To put this another way: You see those loops that are supposed to be the "gravitons" in string theories? Do you see them actually bending the space-time through which they move? No? That's right, you don't. And that's a HUGE problem. Since in any "Theory of Everything," they must. SBHarris 21:42, 9 December 2011 (UTC)

Despite your frequent use of the caps lock, almost every sentence you wrote is wrong. All string theories (or more precisely, all corners of string theory) possess general relativity as their low energy limits, not linearized gravity. This is a completely unambiguous, quantitative conclusion you can see worked out in detail in any string theory textbook. You should not be using a popular level book as you singular resource in order to dispute the most basic facts about what string theory implies, especially if its a book written by a person whose sole purpose is to reduce the stature of string theory and get more people to work on his own idea. String theories are fully diffeomorphism-invariant, i.e. they possess the same gauge symmetry as general relativity, and frequently this freedom is used to gauge fix to flat space in order to make calculation easier, but any suggestion that string theory is wedded to flat space is quite far removed from reality. If this was true, string theory would not have anything remotely approaching the interest and activity that it does. (and again its pretty hard not to notice if you step one inch into actually learning the subject)
▬▬▬▬▬▬
Goal A:
Condense the paragraph of the string theory discussion that begins "Despite your frequent use of the caps lock" into a short bulleted list of its main points.

Records shown:
▬▬▬▬▬▬
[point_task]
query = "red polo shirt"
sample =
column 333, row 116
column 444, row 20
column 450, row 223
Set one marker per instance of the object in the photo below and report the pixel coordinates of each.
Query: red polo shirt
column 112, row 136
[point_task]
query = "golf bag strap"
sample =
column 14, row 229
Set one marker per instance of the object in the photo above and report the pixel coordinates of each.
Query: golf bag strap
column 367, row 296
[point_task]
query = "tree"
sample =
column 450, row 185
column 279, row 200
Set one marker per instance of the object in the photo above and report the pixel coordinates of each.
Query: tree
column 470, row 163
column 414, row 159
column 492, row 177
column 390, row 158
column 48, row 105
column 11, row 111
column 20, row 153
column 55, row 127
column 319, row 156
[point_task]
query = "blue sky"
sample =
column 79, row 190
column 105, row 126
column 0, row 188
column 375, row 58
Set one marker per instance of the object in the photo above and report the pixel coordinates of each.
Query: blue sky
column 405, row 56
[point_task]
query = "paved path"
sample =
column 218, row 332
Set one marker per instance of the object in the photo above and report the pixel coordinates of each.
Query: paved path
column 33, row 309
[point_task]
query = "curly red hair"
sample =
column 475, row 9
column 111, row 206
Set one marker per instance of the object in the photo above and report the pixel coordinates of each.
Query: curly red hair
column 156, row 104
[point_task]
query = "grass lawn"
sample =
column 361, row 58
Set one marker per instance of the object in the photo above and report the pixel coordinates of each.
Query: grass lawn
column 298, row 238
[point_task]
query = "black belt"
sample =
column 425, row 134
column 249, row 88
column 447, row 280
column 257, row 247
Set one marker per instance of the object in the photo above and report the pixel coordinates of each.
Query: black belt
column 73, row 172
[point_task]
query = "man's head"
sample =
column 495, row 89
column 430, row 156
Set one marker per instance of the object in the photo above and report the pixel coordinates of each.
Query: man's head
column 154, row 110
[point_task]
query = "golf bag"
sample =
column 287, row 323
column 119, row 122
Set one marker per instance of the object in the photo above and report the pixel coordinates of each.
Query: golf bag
▬▬▬▬▬▬
Goal B:
In the listing, substitute "image" for "photo" in the lines from the first one up to and including the line with "column 405, row 56", and give back only those lines with everything else left as it is.

Result A:
- Every string theory has general relativity, not linearized gravity, as its low energy limit. This is worked out in detail in any string theory textbook.
- A single popular-level book shouldn't be the basis for disputing basic facts about string theory, especially one by an author out to lower its standing and promote his own idea.
- String theories are fully diffeomorphism-invariant, with the same gauge symmetry as general relativity.
- Gauge fixing to flat space is often used to make calculation easier, but string theory isn't tied to flat space.
- If it were, string theory wouldn't draw anywhere near the interest and activity it does.

Result B:
[point_task]
query = "red polo shirt"
sample =
column 333, row 116
column 444, row 20
column 450, row 223
Set one marker per instance of the object in the image below and report the pixel coordinates of each.
Query: red polo shirt
column 112, row 136
[point_task]
query = "golf bag strap"
sample =
column 14, row 229
Set one marker per instance of the object in the image above and report the pixel coordinates of each.
Query: golf bag strap
column 367, row 296
[point_task]
query = "tree"
sample =
column 450, row 185
column 279, row 200
Set one marker per instance of the object in the image above and report the pixel coordinates of each.
Query: tree
column 470, row 163
column 414, row 159
column 492, row 177
column 390, row 158
column 48, row 105
column 11, row 111
column 20, row 153
column 55, row 127
column 319, row 156
[point_task]
query = "blue sky"
sample =
column 79, row 190
column 105, row 126
column 0, row 188
column 375, row 58
Set one marker per instance of the object in the image above and report the pixel coordinates of each.
Query: blue sky
column 405, row 56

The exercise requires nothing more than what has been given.